*Work to be completed*. Can you give all of the material below as a Markdown table with the columns "Row" and "Line", numbering each line and leaving out blank lines?
Start Recorded data
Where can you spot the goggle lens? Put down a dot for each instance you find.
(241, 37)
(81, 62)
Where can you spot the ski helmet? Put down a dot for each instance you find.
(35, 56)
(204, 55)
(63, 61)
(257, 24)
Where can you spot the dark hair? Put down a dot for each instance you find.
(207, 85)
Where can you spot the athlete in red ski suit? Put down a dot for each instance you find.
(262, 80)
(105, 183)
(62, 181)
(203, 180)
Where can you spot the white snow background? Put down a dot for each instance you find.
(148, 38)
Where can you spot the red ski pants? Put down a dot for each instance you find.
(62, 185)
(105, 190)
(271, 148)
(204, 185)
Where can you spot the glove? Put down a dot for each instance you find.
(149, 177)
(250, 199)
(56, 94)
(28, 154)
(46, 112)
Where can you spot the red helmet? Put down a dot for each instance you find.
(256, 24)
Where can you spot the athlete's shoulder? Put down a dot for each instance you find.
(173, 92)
End Recorded data
*Solution for this task*.
| Row | Line |
|---|---|
| 1 | Where can you spot the goggle lens? Put down a dot for each instance you find. |
| 2 | (241, 37) |
| 3 | (81, 62) |
| 4 | Where can you spot the ski helmet? Put down a dot for each instance you find. |
| 5 | (35, 56) |
| 6 | (204, 55) |
| 7 | (63, 61) |
| 8 | (257, 24) |
| 9 | Where can you spot the dark hair? Put down a dot for each instance you find. |
| 10 | (207, 85) |
| 11 | Where can you spot the athlete in red ski suit? Put down a dot for each instance you find. |
| 12 | (262, 80) |
| 13 | (105, 183) |
| 14 | (62, 181) |
| 15 | (203, 180) |
| 16 | Where can you spot the white snow background? Put down a dot for each instance you find. |
| 17 | (148, 38) |
| 18 | Where can you spot the red ski pants? Put down a dot for each instance you find. |
| 19 | (62, 185) |
| 20 | (105, 190) |
| 21 | (271, 148) |
| 22 | (204, 185) |
| 23 | Where can you spot the glove? Put down a dot for each instance you find. |
| 24 | (149, 177) |
| 25 | (250, 199) |
| 26 | (56, 94) |
| 27 | (28, 154) |
| 28 | (46, 112) |
| 29 | Where can you spot the red helmet? Put down a dot for each instance you find. |
| 30 | (256, 24) |
| 31 | Where can you spot the athlete's shoulder? Put down a dot for each instance you find. |
| 32 | (173, 92) |